Dataset entries
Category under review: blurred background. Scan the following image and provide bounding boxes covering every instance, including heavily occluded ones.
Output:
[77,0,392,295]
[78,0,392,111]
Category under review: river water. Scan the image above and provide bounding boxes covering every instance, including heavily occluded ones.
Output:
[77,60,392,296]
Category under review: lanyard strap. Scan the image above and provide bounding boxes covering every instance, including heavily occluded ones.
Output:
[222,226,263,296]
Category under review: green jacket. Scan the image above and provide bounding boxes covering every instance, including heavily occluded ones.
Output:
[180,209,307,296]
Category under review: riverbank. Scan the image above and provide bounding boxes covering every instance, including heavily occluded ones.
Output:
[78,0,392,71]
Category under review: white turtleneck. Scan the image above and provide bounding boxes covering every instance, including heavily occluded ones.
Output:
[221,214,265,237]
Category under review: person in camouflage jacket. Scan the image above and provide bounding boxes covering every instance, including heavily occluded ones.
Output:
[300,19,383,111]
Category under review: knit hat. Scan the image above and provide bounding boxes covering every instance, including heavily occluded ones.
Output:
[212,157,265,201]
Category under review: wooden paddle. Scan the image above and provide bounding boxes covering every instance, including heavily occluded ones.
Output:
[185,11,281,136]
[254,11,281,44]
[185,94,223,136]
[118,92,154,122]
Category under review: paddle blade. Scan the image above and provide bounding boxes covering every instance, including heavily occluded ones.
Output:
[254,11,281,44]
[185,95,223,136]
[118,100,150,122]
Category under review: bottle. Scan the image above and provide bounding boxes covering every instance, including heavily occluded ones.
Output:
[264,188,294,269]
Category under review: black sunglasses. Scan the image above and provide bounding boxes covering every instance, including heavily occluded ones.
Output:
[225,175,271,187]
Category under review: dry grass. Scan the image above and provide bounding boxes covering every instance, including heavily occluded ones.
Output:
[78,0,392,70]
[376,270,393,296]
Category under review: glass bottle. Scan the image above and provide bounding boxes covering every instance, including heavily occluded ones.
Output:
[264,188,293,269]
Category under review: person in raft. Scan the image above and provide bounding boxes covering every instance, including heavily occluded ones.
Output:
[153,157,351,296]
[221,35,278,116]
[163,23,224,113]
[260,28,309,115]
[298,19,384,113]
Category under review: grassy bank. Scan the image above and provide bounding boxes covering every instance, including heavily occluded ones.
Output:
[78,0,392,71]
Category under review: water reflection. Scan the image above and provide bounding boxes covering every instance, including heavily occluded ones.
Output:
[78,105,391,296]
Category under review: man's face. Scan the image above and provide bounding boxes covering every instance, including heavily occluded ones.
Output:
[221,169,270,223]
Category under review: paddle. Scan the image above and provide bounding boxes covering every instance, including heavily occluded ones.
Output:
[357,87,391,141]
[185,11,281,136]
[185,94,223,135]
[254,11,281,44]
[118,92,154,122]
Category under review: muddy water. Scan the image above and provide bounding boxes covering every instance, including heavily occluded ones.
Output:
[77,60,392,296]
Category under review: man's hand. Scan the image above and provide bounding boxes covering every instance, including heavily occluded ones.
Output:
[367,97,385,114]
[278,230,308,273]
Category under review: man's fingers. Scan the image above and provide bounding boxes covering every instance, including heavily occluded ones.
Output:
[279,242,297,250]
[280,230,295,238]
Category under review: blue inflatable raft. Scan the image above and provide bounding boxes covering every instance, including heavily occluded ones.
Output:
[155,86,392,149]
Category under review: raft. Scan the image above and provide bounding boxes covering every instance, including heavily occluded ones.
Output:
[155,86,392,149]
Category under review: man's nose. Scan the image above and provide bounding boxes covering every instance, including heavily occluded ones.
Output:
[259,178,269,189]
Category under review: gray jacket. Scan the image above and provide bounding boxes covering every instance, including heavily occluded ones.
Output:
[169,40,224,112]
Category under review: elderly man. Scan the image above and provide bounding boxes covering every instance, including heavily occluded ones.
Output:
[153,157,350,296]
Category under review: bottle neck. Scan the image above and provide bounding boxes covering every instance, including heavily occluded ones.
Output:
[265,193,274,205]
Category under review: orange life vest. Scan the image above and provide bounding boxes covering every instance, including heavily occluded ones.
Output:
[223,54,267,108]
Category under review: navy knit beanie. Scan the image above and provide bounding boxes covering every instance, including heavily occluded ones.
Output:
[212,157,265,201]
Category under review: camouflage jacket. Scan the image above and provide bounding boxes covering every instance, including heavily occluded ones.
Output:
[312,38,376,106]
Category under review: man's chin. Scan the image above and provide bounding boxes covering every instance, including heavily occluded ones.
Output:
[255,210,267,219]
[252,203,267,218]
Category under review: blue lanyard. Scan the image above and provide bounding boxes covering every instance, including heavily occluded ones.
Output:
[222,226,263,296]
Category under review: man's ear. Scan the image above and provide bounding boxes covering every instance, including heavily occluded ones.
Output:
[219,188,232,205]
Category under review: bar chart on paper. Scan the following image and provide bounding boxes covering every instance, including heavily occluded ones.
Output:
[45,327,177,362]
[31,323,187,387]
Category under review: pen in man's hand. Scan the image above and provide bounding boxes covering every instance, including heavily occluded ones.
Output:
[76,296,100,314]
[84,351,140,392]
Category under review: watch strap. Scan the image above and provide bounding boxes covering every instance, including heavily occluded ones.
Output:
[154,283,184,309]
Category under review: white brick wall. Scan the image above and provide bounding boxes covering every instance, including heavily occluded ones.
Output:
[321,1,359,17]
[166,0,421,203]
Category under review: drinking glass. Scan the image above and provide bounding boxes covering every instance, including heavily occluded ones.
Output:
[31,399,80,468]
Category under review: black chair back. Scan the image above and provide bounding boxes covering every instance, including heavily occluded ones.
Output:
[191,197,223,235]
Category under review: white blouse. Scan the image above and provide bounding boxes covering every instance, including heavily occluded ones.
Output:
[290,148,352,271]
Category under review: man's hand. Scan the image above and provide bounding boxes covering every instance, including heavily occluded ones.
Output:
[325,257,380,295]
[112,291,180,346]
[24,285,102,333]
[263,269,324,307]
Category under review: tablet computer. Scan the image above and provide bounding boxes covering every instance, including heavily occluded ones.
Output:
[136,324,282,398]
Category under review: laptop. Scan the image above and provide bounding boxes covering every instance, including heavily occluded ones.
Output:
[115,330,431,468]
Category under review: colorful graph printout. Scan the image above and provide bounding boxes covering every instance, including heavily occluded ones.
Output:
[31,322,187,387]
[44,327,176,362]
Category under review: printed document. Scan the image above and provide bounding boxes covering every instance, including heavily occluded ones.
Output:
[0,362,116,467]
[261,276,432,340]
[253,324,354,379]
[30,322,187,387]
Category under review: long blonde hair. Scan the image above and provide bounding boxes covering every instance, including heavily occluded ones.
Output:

» Problem requirements
All lines of the records above that carry the word "jacket" should be listed.

» Exercise output
Category under review: green jacket. Scan the image above and provide bounding boxes covering every instance, including heavily occluded ones.
Category under review: person in camouflage jacket. Scan the image above and provide bounding boxes covering every instance, including heavily occluded ones.
Category under review: gray jacket. Scan the image above and provide bounding boxes covering every instance, including heavily occluded ones.
Category under review: camouflage jacket. Scan the image above and provide bounding boxes covering every instance, including heavily occluded ones.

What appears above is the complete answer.